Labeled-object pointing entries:
☆ ☆ ☆

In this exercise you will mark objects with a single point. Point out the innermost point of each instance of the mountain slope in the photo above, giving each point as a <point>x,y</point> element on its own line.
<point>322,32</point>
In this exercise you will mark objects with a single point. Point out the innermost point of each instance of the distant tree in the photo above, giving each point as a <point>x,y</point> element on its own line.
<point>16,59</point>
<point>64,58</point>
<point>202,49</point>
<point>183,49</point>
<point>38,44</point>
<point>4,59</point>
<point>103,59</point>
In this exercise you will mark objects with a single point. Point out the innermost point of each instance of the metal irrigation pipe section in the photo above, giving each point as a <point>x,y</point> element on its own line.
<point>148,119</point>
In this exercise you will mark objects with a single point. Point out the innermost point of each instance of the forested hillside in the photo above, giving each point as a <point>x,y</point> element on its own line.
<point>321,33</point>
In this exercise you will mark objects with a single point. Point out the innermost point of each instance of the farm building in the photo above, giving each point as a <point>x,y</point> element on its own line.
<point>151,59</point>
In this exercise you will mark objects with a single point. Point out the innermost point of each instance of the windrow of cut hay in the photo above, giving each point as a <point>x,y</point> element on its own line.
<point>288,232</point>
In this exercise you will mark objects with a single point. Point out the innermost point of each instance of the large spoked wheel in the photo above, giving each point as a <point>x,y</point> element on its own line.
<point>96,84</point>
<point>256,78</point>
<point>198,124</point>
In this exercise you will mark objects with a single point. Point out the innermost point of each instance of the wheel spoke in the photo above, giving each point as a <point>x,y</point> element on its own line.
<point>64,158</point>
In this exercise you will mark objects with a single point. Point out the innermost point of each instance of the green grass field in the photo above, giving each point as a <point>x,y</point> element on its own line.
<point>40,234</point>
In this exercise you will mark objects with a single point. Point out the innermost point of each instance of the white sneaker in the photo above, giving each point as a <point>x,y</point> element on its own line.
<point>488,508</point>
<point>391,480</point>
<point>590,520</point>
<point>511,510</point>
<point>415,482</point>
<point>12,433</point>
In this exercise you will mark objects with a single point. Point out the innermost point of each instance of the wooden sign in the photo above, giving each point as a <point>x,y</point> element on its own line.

☆ ☆ ☆

## The problem
Can you write out all of the records above again, swapping "innermost point" for "central point" and keeping every other word the same?

## Right answer
In this exercise you will mark objects with a single point. Point out the central point of each instance of the mountain slope in the photo above, giving each point as a <point>x,y</point> element on its own line.
<point>322,32</point>
In this exercise you will mark objects with a single point. Point out the central point of each instance of the distant tree in the photo above, giving each point as a <point>x,y</point> element on its own line.
<point>16,59</point>
<point>64,58</point>
<point>202,49</point>
<point>183,49</point>
<point>38,44</point>
<point>4,59</point>
<point>103,59</point>
In this exercise you will mark objects with a single point. Point out the central point of each instance of the metal irrigation pipe section in the photo above, giving each point as a <point>x,y</point> element on its own line.
<point>148,119</point>
In this exercise you will mark objects with a single point. Point out the central point of each instance of the forested hillside in the photo above, giving each point as a <point>x,y</point> element on its own line.
<point>321,33</point>
In this exercise you will mark objects with a single point. Point out the central point of each instance of the farm building in the photo above, giving each point as a <point>x,y</point> element on its own line.
<point>151,59</point>
In this exercise you will mark objects with a single point. Point out the central point of each instance of the windrow of cut hay in the photo above, giving each point as a <point>x,y</point> element on its own line.
<point>288,232</point>
In this exercise you will mark objects with a single point. Point out the central point of each instance of the large spoked wheel in the photo above, giving each point as a <point>x,y</point> element on its own line.
<point>96,84</point>
<point>256,78</point>
<point>198,124</point>
In this exercise you will mark objects with a single point. Point out the central point of each instance of the wheel spoke in the photo above, giving each point as a <point>x,y</point> element on its own line.
<point>64,158</point>
In this exercise you will mark objects with a single point. Point out the central point of each instance of the green grass field in the photo above, giving each point as a <point>x,y</point> element on its own line.
<point>40,234</point>
In this exercise you will mark objects with a single point. Point out the central point of each instance of the white sneaker in the photo above, giving each point as a <point>x,y</point> element on its own line.
<point>488,508</point>
<point>391,480</point>
<point>590,520</point>
<point>511,510</point>
<point>415,482</point>
<point>12,433</point>
In this exercise you will mark objects with a single point. Point out the central point of each instance of the wooden sign in the photo above, giving each point as a <point>x,y</point> element on its own line.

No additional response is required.